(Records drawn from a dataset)
= = = = = = =
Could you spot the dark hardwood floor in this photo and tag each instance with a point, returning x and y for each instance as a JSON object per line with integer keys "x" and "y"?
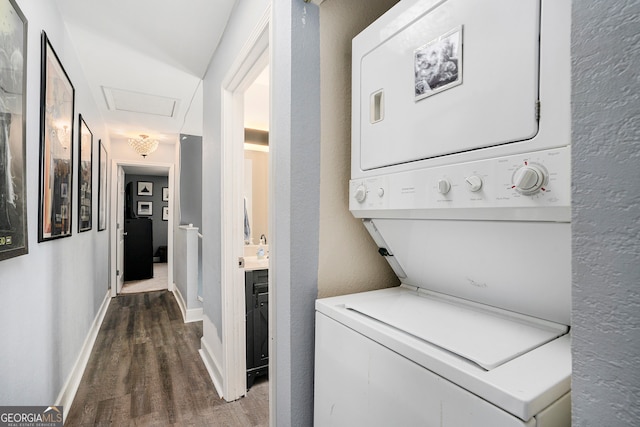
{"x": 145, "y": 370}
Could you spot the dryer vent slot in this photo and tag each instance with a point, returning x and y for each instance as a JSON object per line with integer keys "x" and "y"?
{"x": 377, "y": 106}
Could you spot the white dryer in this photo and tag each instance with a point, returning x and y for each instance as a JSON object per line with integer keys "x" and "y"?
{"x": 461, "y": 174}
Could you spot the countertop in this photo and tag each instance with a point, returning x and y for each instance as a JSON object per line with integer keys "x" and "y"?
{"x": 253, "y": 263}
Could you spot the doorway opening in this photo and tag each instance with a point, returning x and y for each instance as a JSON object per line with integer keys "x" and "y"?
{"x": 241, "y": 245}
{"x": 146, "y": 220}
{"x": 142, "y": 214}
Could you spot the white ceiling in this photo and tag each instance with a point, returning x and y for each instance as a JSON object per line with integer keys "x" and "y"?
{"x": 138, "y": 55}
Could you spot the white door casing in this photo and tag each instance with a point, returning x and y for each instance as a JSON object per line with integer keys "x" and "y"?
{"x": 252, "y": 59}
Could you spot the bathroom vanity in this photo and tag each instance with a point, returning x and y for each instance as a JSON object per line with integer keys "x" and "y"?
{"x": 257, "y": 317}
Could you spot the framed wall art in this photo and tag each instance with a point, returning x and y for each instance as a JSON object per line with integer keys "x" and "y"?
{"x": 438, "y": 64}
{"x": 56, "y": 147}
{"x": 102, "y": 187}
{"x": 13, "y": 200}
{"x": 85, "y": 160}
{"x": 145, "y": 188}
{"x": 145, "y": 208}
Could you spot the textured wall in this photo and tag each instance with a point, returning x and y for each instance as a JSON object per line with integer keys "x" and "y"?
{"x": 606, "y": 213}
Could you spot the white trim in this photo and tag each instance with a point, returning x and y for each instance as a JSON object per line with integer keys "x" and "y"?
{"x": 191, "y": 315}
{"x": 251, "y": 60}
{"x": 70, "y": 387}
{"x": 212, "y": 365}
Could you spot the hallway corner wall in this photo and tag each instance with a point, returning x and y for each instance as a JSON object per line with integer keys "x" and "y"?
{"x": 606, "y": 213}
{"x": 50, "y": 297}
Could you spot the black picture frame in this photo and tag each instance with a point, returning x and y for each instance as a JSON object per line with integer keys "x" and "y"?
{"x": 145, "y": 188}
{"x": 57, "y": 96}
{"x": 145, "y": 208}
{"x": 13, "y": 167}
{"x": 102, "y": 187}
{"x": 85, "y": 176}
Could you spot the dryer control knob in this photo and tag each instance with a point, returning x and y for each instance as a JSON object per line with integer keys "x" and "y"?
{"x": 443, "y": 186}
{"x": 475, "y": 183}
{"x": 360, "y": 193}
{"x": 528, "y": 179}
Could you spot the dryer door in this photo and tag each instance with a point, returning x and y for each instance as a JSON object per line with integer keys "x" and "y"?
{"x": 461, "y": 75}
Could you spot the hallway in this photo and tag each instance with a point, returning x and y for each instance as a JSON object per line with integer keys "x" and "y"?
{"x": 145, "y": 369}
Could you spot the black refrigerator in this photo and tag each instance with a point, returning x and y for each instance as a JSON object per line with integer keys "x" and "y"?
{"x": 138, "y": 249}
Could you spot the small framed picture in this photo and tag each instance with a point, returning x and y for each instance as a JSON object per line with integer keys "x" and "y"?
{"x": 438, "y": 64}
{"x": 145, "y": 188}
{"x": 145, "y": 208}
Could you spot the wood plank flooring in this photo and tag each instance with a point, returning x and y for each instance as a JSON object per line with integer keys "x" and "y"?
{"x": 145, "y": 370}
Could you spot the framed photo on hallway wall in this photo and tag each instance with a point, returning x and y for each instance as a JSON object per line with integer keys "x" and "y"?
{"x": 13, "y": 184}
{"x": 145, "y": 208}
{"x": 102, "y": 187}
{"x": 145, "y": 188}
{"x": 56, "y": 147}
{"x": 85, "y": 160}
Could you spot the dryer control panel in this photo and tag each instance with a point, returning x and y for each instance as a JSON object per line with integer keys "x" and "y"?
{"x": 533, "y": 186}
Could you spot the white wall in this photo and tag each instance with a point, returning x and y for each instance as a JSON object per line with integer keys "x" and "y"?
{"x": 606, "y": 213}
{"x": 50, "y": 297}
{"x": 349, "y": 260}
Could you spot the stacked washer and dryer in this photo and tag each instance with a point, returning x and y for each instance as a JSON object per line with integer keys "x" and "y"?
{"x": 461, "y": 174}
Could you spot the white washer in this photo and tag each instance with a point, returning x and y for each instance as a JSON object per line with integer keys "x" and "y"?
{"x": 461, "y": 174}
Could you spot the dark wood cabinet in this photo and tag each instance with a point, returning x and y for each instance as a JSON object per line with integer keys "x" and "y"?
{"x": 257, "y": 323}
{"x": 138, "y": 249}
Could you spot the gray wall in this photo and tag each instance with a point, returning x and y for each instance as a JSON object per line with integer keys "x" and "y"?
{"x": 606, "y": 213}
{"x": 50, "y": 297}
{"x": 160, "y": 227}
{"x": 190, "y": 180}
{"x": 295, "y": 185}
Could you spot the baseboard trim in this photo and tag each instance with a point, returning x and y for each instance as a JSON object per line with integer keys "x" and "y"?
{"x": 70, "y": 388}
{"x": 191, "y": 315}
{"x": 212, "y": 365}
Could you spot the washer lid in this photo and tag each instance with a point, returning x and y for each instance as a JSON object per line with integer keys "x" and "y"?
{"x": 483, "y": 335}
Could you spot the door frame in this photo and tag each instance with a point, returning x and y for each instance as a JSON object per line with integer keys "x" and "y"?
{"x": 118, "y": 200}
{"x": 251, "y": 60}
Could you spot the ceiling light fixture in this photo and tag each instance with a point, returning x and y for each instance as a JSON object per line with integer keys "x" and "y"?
= = = = = = =
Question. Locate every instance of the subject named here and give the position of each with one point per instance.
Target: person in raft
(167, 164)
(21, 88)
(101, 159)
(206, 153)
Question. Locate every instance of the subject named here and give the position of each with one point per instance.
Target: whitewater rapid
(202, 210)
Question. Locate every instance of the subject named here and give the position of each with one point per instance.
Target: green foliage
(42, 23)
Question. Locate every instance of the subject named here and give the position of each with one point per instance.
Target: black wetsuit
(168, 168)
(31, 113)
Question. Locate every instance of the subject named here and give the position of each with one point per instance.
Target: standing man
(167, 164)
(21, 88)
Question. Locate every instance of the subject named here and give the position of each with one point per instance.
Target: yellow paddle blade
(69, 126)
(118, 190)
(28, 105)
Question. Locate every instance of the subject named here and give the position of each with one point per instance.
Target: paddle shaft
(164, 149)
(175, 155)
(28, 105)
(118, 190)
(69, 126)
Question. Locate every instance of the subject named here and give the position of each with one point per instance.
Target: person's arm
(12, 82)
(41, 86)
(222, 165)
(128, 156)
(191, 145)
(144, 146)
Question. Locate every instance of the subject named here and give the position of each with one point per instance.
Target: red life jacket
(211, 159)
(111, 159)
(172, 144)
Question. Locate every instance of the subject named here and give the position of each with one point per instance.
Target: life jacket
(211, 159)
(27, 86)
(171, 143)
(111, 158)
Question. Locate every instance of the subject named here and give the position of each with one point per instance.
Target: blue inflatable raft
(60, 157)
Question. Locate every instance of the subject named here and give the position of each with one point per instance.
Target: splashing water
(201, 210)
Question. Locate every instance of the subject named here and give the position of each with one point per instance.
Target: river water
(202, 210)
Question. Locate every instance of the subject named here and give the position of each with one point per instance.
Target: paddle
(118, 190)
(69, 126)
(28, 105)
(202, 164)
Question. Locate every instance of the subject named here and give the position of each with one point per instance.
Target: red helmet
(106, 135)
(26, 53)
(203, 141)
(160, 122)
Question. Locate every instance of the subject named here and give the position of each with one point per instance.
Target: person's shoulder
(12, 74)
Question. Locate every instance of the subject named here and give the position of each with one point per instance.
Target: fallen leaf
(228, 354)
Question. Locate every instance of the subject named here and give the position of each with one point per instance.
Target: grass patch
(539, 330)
= = = = = = =
Directions: Return word for word the lines above from the line with "Could you spot the baseboard" to the line with "Could you spot the ceiling", including both and leaving out all others.

Exercise response:
Could you spot the baseboard trim in this photo and tag each instance with a point, returning x and y for each instance as a JSON object per line with integer keys "x" and "y"?
{"x": 70, "y": 388}
{"x": 191, "y": 315}
{"x": 212, "y": 365}
Could you spot the washer lid in this photo and tag each instance with a point, returning x and y for each instance as a JSON object per line with integer keys "x" and "y"?
{"x": 483, "y": 335}
Could you spot the door frame in this photo and tag each instance with a point, returning x and y for each instance as a JSON object per line with integer keys "x" and "y"?
{"x": 118, "y": 200}
{"x": 251, "y": 60}
Could you spot the ceiling light fixture in this photo and tag each instance with a point, returning x and y for each instance as a JSON object per line with integer keys "x" and "y"?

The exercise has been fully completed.